• Your objective
Task for the records below: repeat the line containing "ground in this photo." and every line after it, exactly and with nothing else, but leave out the pictures.

• Source records
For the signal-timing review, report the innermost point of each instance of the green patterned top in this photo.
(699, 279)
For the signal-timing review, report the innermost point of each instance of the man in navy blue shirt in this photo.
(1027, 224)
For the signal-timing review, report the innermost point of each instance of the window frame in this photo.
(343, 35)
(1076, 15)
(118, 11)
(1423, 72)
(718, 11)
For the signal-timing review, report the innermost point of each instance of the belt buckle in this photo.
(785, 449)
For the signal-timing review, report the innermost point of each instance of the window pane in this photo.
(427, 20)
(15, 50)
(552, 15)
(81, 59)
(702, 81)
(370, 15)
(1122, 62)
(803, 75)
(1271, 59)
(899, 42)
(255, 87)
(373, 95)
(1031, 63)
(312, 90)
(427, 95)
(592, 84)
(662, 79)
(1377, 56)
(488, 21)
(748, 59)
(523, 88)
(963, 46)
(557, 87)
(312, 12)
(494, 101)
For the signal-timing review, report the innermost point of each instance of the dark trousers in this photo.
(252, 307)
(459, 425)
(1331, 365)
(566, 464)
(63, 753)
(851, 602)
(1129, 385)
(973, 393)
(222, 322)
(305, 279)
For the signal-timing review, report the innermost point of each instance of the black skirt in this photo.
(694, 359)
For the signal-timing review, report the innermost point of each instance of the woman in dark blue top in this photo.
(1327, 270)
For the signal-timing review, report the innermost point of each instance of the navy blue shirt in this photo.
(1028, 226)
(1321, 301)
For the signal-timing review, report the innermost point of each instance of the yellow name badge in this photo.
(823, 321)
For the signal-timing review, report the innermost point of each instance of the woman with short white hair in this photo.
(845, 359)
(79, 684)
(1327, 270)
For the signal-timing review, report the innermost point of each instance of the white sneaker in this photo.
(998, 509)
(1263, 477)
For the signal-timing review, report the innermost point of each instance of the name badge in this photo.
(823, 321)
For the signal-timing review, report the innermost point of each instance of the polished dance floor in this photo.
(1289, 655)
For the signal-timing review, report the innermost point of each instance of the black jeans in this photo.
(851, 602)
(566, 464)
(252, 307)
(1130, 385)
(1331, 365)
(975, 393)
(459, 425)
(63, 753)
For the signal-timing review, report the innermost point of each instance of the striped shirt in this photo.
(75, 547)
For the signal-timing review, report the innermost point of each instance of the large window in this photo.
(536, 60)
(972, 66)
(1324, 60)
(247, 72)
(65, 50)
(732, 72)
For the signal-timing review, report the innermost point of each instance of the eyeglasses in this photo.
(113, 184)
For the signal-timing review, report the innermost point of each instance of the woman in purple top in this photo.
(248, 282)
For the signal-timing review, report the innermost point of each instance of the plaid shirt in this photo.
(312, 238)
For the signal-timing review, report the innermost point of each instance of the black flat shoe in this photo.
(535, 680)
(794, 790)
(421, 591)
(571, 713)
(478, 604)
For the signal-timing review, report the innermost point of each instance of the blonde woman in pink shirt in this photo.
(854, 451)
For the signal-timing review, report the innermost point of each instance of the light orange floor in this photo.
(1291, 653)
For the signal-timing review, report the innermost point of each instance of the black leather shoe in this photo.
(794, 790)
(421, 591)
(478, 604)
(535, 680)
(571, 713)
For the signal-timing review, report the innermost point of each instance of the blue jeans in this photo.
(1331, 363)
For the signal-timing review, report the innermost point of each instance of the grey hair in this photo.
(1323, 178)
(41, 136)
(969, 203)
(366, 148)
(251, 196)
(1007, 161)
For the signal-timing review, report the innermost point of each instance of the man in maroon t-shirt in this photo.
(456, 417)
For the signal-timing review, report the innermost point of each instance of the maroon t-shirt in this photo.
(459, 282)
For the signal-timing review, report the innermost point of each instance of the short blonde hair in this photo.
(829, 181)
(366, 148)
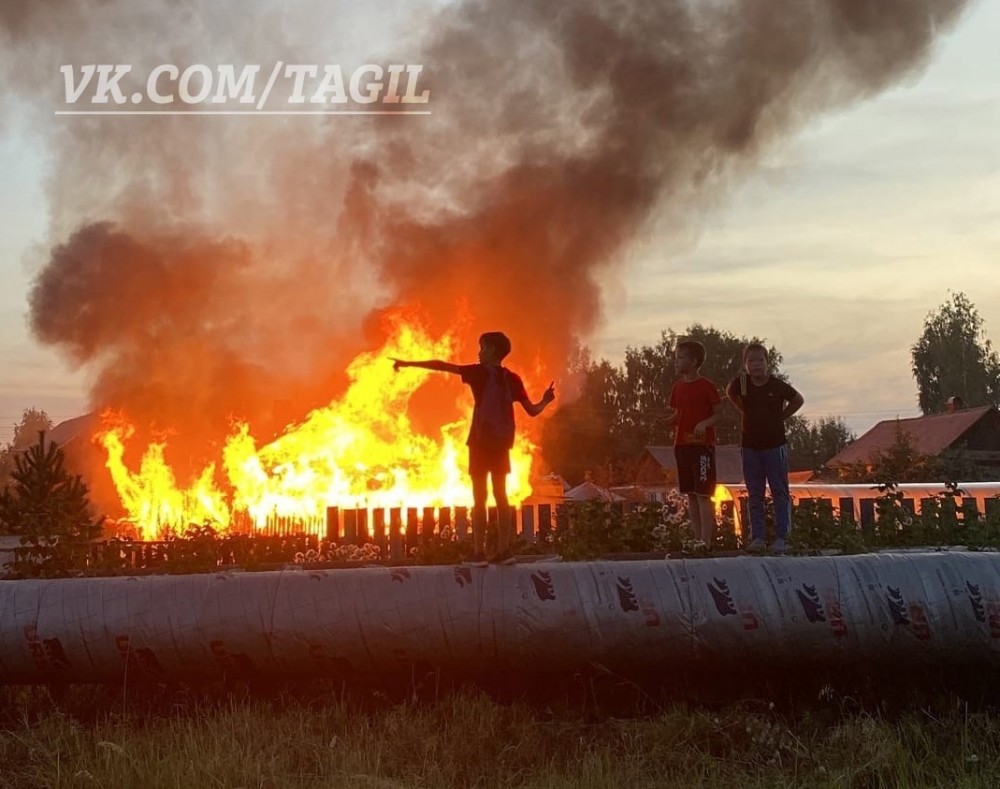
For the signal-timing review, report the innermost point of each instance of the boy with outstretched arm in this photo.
(495, 389)
(765, 403)
(695, 407)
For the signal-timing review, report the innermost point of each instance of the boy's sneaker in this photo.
(504, 558)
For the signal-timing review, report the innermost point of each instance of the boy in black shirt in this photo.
(765, 403)
(495, 389)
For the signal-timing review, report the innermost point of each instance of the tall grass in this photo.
(324, 737)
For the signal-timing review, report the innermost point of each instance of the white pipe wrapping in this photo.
(930, 608)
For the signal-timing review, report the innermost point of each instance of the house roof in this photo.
(929, 435)
(587, 491)
(728, 462)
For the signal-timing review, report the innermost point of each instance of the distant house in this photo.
(588, 491)
(973, 432)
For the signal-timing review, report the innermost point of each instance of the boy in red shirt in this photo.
(695, 407)
(495, 389)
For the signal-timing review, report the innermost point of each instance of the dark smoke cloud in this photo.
(256, 248)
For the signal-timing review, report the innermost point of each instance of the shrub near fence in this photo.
(575, 531)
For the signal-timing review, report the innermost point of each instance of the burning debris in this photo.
(217, 278)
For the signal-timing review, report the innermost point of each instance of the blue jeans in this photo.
(770, 466)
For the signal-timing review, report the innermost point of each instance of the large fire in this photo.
(360, 451)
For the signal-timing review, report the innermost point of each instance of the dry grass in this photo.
(323, 737)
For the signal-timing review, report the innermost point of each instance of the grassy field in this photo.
(576, 735)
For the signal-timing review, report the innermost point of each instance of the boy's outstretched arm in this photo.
(430, 364)
(534, 409)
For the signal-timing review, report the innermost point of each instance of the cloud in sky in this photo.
(834, 250)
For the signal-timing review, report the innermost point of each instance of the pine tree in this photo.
(49, 508)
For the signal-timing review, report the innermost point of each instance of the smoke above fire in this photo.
(205, 268)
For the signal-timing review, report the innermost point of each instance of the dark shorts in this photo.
(695, 469)
(493, 461)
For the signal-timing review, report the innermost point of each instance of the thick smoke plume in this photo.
(204, 268)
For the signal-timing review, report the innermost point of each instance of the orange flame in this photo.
(359, 451)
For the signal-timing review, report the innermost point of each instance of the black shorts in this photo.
(489, 460)
(695, 469)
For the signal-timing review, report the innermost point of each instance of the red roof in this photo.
(929, 435)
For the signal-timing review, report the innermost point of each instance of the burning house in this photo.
(234, 298)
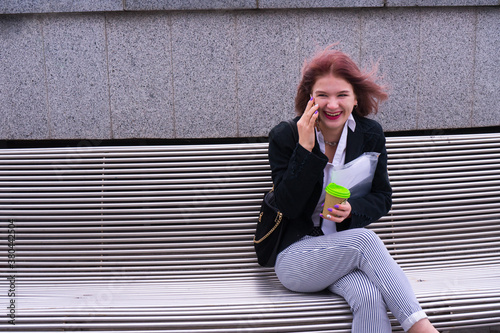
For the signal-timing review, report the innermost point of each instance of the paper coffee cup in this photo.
(335, 195)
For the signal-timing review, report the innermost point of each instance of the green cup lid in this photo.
(337, 191)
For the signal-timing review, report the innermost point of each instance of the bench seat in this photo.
(159, 238)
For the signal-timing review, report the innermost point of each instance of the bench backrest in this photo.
(189, 211)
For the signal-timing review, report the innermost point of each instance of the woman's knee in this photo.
(359, 292)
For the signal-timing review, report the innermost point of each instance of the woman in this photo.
(335, 252)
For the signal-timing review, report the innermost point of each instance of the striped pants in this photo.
(356, 265)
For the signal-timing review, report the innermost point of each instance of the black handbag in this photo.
(271, 224)
(269, 231)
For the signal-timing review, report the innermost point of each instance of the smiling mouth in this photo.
(333, 114)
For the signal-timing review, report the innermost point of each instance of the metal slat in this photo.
(180, 219)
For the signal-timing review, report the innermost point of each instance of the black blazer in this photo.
(298, 178)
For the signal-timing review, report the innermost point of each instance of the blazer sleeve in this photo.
(294, 171)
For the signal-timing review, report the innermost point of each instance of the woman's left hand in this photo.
(339, 213)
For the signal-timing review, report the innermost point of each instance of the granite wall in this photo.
(115, 69)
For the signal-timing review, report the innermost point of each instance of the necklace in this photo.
(333, 144)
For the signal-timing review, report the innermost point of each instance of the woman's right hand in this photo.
(306, 125)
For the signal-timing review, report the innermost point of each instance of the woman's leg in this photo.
(315, 263)
(366, 302)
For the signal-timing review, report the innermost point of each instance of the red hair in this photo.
(336, 63)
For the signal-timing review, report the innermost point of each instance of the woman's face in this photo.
(336, 100)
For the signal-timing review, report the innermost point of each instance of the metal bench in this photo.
(159, 238)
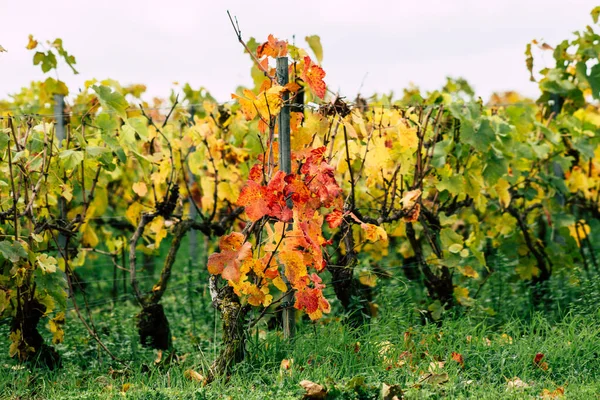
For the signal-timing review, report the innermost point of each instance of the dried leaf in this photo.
(194, 376)
(391, 392)
(313, 390)
(516, 383)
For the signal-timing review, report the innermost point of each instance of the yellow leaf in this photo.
(133, 213)
(66, 192)
(367, 278)
(32, 43)
(579, 231)
(462, 296)
(89, 236)
(140, 188)
(468, 271)
(374, 233)
(407, 136)
(502, 189)
(46, 263)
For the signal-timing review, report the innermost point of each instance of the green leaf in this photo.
(449, 237)
(95, 151)
(112, 100)
(594, 81)
(4, 139)
(595, 12)
(139, 125)
(314, 42)
(57, 87)
(495, 168)
(454, 184)
(71, 158)
(12, 251)
(46, 263)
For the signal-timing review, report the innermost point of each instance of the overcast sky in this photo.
(393, 43)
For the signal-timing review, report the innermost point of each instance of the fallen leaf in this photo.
(537, 361)
(194, 376)
(557, 393)
(434, 379)
(391, 392)
(313, 390)
(458, 358)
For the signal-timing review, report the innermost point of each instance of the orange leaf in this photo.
(313, 76)
(334, 219)
(458, 358)
(253, 198)
(272, 48)
(295, 268)
(374, 233)
(228, 261)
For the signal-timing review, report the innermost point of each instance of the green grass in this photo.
(396, 348)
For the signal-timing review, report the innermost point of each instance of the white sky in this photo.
(394, 42)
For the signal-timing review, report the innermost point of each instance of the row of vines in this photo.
(440, 182)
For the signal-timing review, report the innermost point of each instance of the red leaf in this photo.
(458, 358)
(253, 198)
(233, 252)
(334, 219)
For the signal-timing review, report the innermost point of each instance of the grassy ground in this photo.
(396, 349)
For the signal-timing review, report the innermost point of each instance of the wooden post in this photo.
(285, 165)
(59, 130)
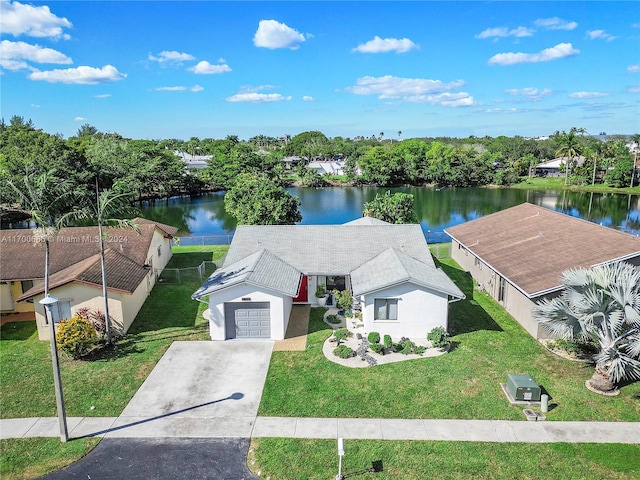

• Solution to the problem
For the signal-timing review, report the innermost point of each instance of the grassy ground in this photo.
(396, 349)
For the signal-timing review, report the innermost point of each instance of the wooden post in this photo.
(285, 165)
(59, 130)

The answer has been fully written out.